_Task to carry out:_
The answer must be every line below that contains the string "mask".

_Items from a dataset:_
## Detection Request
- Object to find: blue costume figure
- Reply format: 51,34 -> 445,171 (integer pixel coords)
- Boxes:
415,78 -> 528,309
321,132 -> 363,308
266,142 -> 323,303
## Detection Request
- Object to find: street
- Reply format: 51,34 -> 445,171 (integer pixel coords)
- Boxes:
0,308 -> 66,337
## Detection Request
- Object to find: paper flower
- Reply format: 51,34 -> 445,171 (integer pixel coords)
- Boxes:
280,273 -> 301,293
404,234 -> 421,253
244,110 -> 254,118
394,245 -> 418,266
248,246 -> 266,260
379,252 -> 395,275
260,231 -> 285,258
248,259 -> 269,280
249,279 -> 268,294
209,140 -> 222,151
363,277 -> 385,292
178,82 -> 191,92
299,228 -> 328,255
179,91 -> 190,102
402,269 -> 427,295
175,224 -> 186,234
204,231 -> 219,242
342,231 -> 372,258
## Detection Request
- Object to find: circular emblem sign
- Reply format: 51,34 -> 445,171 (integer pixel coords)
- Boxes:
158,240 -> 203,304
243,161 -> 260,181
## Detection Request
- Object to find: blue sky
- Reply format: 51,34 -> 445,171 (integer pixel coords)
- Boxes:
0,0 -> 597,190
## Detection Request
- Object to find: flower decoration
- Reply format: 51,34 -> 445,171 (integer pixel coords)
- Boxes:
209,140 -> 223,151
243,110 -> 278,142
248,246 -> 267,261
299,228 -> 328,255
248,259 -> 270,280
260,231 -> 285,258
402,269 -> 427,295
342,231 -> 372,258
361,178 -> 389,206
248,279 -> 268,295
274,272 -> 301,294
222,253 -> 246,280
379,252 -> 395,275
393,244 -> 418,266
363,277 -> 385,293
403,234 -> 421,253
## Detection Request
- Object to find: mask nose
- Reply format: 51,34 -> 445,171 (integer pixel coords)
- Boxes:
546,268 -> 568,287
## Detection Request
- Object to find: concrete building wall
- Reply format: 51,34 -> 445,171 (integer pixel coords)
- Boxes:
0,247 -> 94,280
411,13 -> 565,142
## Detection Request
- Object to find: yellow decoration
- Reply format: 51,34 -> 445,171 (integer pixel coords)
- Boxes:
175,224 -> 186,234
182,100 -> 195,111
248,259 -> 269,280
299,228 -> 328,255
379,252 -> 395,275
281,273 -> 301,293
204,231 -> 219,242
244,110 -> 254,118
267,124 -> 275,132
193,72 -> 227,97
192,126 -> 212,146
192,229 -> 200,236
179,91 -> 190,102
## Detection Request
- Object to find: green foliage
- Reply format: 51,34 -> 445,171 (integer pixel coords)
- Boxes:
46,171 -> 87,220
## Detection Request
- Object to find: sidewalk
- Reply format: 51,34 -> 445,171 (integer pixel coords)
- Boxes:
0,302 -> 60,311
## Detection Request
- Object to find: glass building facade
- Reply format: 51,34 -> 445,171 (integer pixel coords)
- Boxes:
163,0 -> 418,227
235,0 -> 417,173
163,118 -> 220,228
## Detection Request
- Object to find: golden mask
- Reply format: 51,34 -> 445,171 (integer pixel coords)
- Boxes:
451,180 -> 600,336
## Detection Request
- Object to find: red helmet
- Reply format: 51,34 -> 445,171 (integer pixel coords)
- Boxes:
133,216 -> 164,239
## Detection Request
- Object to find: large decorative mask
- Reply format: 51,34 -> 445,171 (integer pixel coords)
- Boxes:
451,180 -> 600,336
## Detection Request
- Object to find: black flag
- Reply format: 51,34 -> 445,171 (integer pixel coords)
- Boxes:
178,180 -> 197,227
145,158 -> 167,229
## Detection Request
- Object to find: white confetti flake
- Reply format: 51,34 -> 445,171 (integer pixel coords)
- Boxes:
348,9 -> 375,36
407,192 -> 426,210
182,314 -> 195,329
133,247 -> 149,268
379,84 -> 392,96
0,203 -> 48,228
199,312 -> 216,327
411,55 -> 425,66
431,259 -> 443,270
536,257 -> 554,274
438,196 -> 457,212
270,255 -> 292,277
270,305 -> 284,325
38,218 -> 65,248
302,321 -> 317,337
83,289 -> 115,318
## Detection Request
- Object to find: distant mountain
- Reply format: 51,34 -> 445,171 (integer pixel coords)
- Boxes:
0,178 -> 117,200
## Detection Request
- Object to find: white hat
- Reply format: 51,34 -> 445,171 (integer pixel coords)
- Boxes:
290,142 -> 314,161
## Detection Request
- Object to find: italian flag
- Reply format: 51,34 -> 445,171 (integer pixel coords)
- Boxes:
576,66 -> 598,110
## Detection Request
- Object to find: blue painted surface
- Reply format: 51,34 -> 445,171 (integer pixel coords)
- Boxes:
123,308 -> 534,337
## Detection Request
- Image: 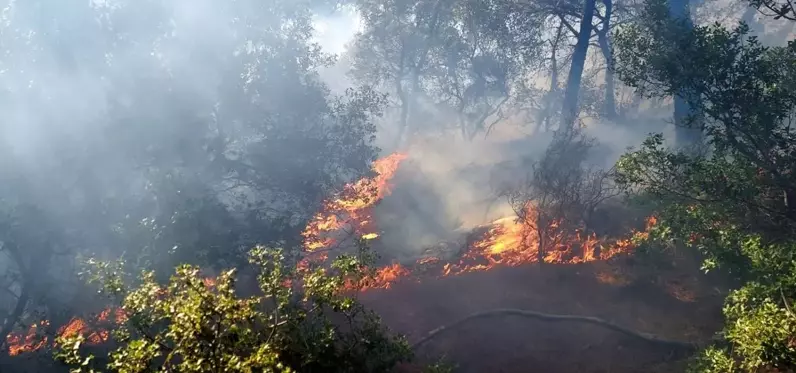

_Result for this exercise:_
- Object to find: mask nose
- Object to find: golden mask
- Object to find: large decorative mask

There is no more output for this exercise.